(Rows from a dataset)
--- Begin ---

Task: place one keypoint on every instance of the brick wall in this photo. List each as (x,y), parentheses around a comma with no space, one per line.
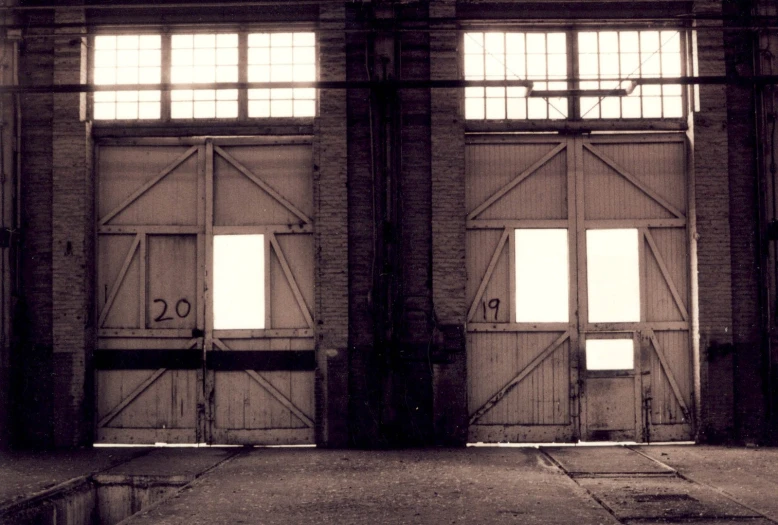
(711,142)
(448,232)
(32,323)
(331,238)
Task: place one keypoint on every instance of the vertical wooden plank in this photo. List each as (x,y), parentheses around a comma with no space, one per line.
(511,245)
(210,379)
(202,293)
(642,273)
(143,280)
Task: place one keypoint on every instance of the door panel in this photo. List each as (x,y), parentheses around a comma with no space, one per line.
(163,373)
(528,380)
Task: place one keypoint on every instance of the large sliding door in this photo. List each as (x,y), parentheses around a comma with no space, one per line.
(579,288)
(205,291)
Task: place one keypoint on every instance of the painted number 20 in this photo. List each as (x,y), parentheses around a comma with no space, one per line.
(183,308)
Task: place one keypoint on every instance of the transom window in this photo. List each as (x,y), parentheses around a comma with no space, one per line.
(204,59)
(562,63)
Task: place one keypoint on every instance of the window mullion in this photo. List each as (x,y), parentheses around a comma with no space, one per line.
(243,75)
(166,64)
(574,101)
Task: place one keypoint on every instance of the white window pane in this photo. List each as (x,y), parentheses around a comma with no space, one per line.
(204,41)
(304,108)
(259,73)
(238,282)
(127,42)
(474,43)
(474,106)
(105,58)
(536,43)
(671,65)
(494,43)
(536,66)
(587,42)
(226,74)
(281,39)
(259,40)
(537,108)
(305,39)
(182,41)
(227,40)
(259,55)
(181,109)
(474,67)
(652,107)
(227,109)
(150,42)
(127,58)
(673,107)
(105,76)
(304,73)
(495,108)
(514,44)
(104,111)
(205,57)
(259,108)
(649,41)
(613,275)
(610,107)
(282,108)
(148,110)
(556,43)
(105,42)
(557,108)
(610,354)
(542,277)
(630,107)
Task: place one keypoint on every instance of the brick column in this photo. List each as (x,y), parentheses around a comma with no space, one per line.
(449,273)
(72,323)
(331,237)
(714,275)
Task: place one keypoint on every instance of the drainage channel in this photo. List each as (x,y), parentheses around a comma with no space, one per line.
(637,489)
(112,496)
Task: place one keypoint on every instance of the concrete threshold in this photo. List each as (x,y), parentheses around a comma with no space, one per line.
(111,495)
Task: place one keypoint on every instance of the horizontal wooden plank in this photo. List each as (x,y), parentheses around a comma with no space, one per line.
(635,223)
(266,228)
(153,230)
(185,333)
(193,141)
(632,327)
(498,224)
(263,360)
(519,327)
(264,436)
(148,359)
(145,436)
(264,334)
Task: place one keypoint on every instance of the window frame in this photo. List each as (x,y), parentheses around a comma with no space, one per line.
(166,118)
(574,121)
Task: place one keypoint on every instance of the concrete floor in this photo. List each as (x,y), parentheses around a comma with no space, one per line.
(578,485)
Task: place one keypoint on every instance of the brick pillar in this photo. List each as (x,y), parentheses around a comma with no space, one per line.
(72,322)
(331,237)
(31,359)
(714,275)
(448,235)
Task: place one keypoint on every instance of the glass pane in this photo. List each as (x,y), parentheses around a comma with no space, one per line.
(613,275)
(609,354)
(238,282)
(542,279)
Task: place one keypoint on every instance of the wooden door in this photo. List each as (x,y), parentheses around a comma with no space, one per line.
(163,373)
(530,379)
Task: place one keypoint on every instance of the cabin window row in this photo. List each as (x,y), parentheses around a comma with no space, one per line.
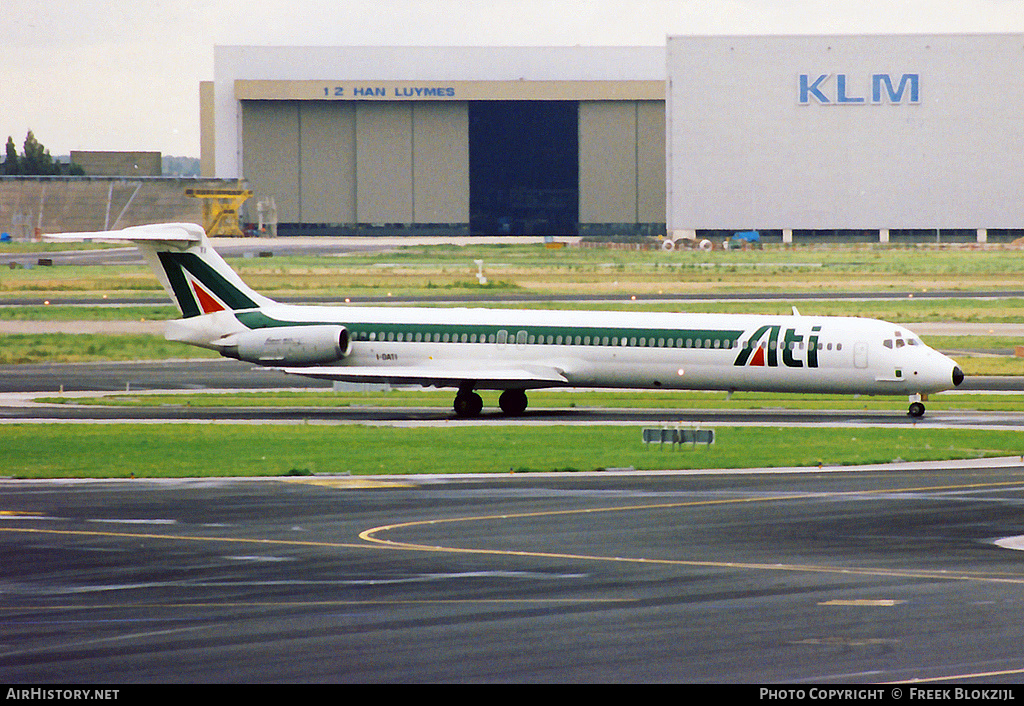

--- End ---

Put the records above into a numbered list, one line per item, with blank lines dropped. Include every record and leave out the pictures.

1. Task: place one keypoint on every instance of the brick wall in this photo. List each as (x,y), parentheses around a comma with no space, one per line.
2. (711,142)
3. (448,232)
4. (32,323)
5. (331,238)
6. Task: place one keypoint on every instance of the vertical wooden plank in this photo. List each as (x,y), parentheses around a comma with no space, one per line.
7. (511,245)
8. (210,379)
9. (202,293)
10. (642,273)
11. (143,280)
12. Task: place one keypoint on every instance of the door panel in this photo. List each as (x,y), parentheses around a comma with no space, one per line.
13. (163,373)
14. (528,380)
15. Task: place one keypoint on every instance of the large sliding door in this photo. List each as (x,y), parentheses around a comma with no space, one per line.
16. (579,288)
17. (205,291)
18. Task: place one keypoint on every instance of the painted number 20 in this photo. List each as (x,y), parentheses around a comma with no space, one per line.
19. (183,308)
20. Task: place one keypoint on every instance of the transom window in this photo. List each as (x,y), parentheses around a comma with no space, one per line.
21. (204,59)
22. (562,63)
23. Task: place one keypoint on every instance of the window mullion in this photo. List each as (x,y), parentheses around a comma with no space, one per line.
24. (243,75)
25. (166,64)
26. (574,101)
27. Task: place one keypoint on every instance of the white window pane in this photo. List each as (x,y), parentheses around a comma with no space, one per line.
28. (204,41)
29. (304,108)
30. (259,73)
31. (238,282)
32. (127,42)
33. (474,43)
34. (474,106)
35. (105,58)
36. (536,43)
37. (671,65)
38. (494,43)
39. (536,66)
40. (587,42)
41. (226,74)
42. (281,39)
43. (259,40)
44. (537,108)
45. (305,39)
46. (182,41)
47. (227,40)
48. (259,55)
49. (181,109)
50. (474,67)
51. (652,107)
52. (227,109)
53. (150,42)
54. (127,58)
55. (673,107)
56. (105,76)
57. (304,73)
58. (495,108)
59. (514,44)
60. (104,111)
61. (205,57)
62. (259,108)
63. (649,41)
64. (613,275)
65. (610,107)
66. (282,108)
67. (148,110)
68. (556,43)
69. (105,42)
70. (557,108)
71. (610,354)
72. (542,277)
73. (630,107)
74. Task: place one keypoint on every instance of the brick column in this photo. List each as (x,y), parentheses around a comma with no space, one per line.
75. (449,273)
76. (72,323)
77. (331,237)
78. (714,275)
79. Task: place one keypoint on every instance of the drainage channel in this photo. List each as (x,y), parentheses around a comma with no space, one per line.
80. (637,489)
81. (112,496)
82. Task: place one keypoint on every instance of the concrete threshold in this photo. List each as (x,y), parentheses around a comma with no space, one per line.
83. (111,495)
84. Task: place one keypoint on every instance of the horizontal wooden plank in this photo. List each as (x,y), parentheses around a comma with no space, one per line.
85. (635,223)
86. (266,228)
87. (153,230)
88. (185,333)
89. (193,141)
90. (632,327)
91. (498,224)
92. (263,360)
93. (519,327)
94. (264,436)
95. (148,359)
96. (145,436)
97. (264,334)
98. Task: place one keypoint on every instance of the window frame in this photo. List each as (x,y), parentheses around a comma with no space, one per line.
99. (166,118)
100. (574,121)
101. Task: place one keypoint on every instance of the concrete floor in this photo. List each as (x,y), parentheses around a comma with no space, one per line.
102. (578,485)
103. Task: place one keypoint on every instance of the brick pillar in this photo. List each as (x,y), parentheses around a comma with no space, one per line.
104. (72,322)
105. (331,237)
106. (31,359)
107. (714,275)
108. (448,235)
109. Task: place one keypoint on every instance of the glass pane in this photo. List each as (x,y), parentheses around a comma with no space, one per line.
110. (613,275)
111. (609,354)
112. (238,282)
113. (542,279)
114. Task: place one keypoint on every instance of the wooden door in this photo. List each as (x,y), parentheses around a comma with no space, one per line.
115. (163,373)
116. (530,379)
117. Task: place one keypoint on every instance of the cabin window row in this photo. List each as (x,y), parentheses around a comma with no space, one per line.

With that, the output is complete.